### Aim of the exercise
Nothing should differ. Repeat every record as written.

● ● ● ● ● ● ●

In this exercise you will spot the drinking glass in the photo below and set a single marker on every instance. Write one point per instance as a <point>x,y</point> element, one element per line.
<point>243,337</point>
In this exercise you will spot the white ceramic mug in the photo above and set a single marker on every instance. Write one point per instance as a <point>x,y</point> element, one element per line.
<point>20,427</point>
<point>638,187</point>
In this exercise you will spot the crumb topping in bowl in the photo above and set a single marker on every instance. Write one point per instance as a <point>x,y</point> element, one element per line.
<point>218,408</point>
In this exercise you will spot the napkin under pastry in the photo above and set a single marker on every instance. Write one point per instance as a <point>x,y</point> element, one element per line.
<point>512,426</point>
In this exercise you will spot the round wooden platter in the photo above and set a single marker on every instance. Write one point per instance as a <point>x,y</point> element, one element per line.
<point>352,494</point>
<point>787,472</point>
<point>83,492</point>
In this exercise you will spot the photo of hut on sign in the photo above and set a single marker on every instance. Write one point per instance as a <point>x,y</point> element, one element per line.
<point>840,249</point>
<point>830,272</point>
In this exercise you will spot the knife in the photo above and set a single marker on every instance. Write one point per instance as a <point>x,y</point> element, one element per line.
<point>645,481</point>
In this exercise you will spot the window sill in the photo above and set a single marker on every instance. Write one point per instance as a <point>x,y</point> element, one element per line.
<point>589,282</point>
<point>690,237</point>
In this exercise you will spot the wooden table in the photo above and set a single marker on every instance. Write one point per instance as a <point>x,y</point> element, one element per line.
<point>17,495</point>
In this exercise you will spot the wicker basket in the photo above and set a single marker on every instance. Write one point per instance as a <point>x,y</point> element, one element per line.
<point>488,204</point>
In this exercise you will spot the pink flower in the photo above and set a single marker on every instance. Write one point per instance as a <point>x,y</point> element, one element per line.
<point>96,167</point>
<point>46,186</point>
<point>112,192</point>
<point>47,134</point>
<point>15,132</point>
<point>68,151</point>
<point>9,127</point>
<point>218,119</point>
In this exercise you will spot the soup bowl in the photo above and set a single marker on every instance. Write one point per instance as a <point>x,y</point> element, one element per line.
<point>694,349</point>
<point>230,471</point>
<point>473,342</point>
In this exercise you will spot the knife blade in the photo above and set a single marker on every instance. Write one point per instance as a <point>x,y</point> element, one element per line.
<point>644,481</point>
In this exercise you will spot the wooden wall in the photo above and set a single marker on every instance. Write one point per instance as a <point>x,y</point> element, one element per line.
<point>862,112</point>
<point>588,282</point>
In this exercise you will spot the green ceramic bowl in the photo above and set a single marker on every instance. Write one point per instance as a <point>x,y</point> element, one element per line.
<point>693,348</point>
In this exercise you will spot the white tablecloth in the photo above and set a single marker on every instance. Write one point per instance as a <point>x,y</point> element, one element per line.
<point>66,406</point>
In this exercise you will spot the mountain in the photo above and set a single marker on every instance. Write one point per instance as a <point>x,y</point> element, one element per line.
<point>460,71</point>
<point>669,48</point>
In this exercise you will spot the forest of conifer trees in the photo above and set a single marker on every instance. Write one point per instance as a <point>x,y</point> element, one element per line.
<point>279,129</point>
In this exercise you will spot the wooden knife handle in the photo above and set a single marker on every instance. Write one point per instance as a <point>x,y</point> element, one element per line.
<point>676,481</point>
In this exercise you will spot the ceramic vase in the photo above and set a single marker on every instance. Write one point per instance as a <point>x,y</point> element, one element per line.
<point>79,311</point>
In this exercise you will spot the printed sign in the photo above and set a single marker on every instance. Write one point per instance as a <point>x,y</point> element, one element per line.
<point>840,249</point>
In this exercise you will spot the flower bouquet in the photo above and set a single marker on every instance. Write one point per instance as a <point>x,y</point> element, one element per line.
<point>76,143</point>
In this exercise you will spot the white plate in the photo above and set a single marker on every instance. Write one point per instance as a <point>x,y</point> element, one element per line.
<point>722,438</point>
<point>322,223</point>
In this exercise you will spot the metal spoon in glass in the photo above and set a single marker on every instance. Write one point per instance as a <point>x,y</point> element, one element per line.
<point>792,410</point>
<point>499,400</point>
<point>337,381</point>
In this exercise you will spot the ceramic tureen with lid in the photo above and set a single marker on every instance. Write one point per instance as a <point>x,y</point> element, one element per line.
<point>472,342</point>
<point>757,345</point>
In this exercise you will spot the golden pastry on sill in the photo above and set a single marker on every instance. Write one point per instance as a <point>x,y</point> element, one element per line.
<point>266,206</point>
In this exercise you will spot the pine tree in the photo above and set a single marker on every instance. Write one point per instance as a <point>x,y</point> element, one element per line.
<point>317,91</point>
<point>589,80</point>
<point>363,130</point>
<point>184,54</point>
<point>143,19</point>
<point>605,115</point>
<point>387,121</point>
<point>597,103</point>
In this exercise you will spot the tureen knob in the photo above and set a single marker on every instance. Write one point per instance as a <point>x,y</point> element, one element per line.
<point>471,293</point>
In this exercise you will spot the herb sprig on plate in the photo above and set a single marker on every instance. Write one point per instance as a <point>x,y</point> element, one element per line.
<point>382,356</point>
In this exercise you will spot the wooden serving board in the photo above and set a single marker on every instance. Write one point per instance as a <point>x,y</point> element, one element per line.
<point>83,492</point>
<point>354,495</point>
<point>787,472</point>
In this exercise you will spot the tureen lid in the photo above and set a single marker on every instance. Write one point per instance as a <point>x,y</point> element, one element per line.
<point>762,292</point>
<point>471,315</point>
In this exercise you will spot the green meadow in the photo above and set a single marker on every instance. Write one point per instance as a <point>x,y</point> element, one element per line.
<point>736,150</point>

● ● ● ● ● ● ●

### Exercise solution
In this exercise you will spot the drinking glass in the photo below and set a single marker on every instance. Write one point per instance as a <point>x,y</point> element, one element per line.
<point>243,337</point>
In this exercise you will spot the white ceramic mug in the photo above and set a single marker on every instance. Write one point per instance as a <point>x,y</point> element, one element per line.
<point>20,427</point>
<point>638,187</point>
In this exercise you will spot the crumb topping in bowl in the photo above and set a single marker on every instance. Write one point per instance as a <point>x,y</point> element, one element per line.
<point>218,408</point>
In this exercise you will spot the napkin under pastry in the photo above and set a single marker on every instance. Write one point per instance as a <point>x,y</point> element, one element per line.
<point>512,426</point>
In this exercise you will spot the round wooden platter in the photo above and set a single marker on every instance. Write one point per instance as a <point>x,y</point> element, one element per line.
<point>352,494</point>
<point>787,472</point>
<point>83,492</point>
In this exercise you will spot the photo of hut on sign in the photo above and set a single marker on every instance. Write one point per instance as a <point>x,y</point> element, one element per line.
<point>840,249</point>
<point>830,272</point>
In this exercise you will spot the knife in the photo above and set a single marker on every instance. Write one point per instance as a <point>x,y</point> element, one element per line.
<point>645,481</point>
In this exercise you will spot the window sill in the photo above and set a single marker on every instance. Write one point per instance as a <point>x,y</point> element, one element per line.
<point>589,282</point>
<point>690,237</point>
In this exercise you will spot the wooden table in the photo above and set a single marker on every instance. Write one point per instance as a <point>x,y</point> element, one element per line.
<point>17,495</point>
In this exercise you will spot the wicker basket in the photo above and set a single marker on every instance. Write one point per instance as a <point>x,y</point> element, one element per line.
<point>488,204</point>
In this exercise you will spot the pink flower in the photo above and set a single marker on every instance. Write one point per instance as a <point>x,y</point> element, one element per line.
<point>96,167</point>
<point>46,186</point>
<point>112,192</point>
<point>47,134</point>
<point>15,132</point>
<point>68,151</point>
<point>9,127</point>
<point>218,119</point>
In this exercise you will spot the soup bowl in the photo above and set a single marker on every instance. Write one point per instance as a <point>x,y</point> element, one element per line.
<point>694,349</point>
<point>230,471</point>
<point>473,342</point>
In this exercise you will spot the knife blade in the photo above and set a single marker on every instance. Write one point per instance as a <point>x,y</point> element, one element per line.
<point>644,481</point>
In this exercise you will spot the wooden wall in the photo above and set a single marker on every instance. Write one point per instance as a <point>x,y</point> element, one element per line.
<point>862,112</point>
<point>588,282</point>
In this exercise you will spot the green ceramic bowl in the photo above and set a single marker on every instance. Write one point per instance as a <point>x,y</point> element, one element per line.
<point>693,348</point>
In this exercise you will spot the white tablecloth in the photo above and set a single marker on every instance. Write one point per instance as a <point>x,y</point> element, one element per line.
<point>66,406</point>
In this exercise you will spot the mountain in the photo above and set a single marker on every instance. Write one point per instance as a <point>x,y</point> element, one element per line.
<point>460,71</point>
<point>669,48</point>
In this exercise you will spot the forest of conifer trees in the photo above and set a single marker on every instance. Write one point per instance as a <point>x,y</point> element, one element per line.
<point>279,129</point>
In this exercise you will spot the wooden knife handle in the photo above and set a single marker on every instance. Write one point per instance as a <point>x,y</point> element, one element per line.
<point>676,481</point>
In this exercise you will spot the ceramic vase in the photo above and set a single marker on every instance. Write one point per instance as a <point>x,y</point> element, one element per line.
<point>79,311</point>
In this exercise you will spot the printed sign in the photo above and set a single marker on every instance. Write one point per instance as a <point>x,y</point> element, one element per line.
<point>840,249</point>
In this exercise you will spot the flower bouquet in the photo above and set a single marker on every instance. Write one point per instance as a <point>x,y</point> element, one element per line.
<point>76,143</point>
In this exercise you will spot the white plate in the photo above and set a single marker on every instance. Write one point per instance as a <point>x,y</point> element, one element per line.
<point>722,438</point>
<point>322,223</point>
In this exercise you will spot the metal spoon in glass in the photo above and set a single marker on every instance. Write one point per instance as a <point>x,y</point> element, one element per line.
<point>792,410</point>
<point>499,400</point>
<point>337,381</point>
In this exercise you will spot the ceramic tureen with lid in the photo above and set a single marker on every instance. Write one point per instance as a <point>x,y</point> element, one element per line.
<point>472,342</point>
<point>757,345</point>
In this exercise you will spot the golden pastry on sill in the photo above and set a single marker on every instance. Write one point per instance as a <point>x,y</point> element, one element per line.
<point>266,206</point>
In this exercise you will spot the pine tree in the photo above and set a single marker on every instance. Write one point per instance as a <point>x,y</point> element, one element per line.
<point>317,91</point>
<point>589,80</point>
<point>363,130</point>
<point>184,54</point>
<point>143,19</point>
<point>605,115</point>
<point>387,121</point>
<point>597,103</point>
In this exercise you will spot the tureen knob in the photo above and set a single marker on every instance. Write one point per instance as a <point>x,y</point> element, one element per line.
<point>471,293</point>
In this exercise you will spot the herb sprig on plate in the photo above and set a single marker on every instance. Write one point per instance as a <point>x,y</point> element, one element per line.
<point>382,356</point>
In this exercise you will spot the wooden serving board in the photo above and set a single marker on every instance. Write one point per instance as a <point>x,y</point> element, one element per line.
<point>83,492</point>
<point>354,495</point>
<point>787,472</point>
In this exercise you will spot the tureen lid in the photo above and set a single marker on every instance. Write one point per instance as a <point>x,y</point> element, one element per line.
<point>762,292</point>
<point>471,315</point>
In this exercise you will spot the green meadow in the photo above and set a single marker on every instance. Write one point per instance as a <point>x,y</point> element, one element per line.
<point>736,150</point>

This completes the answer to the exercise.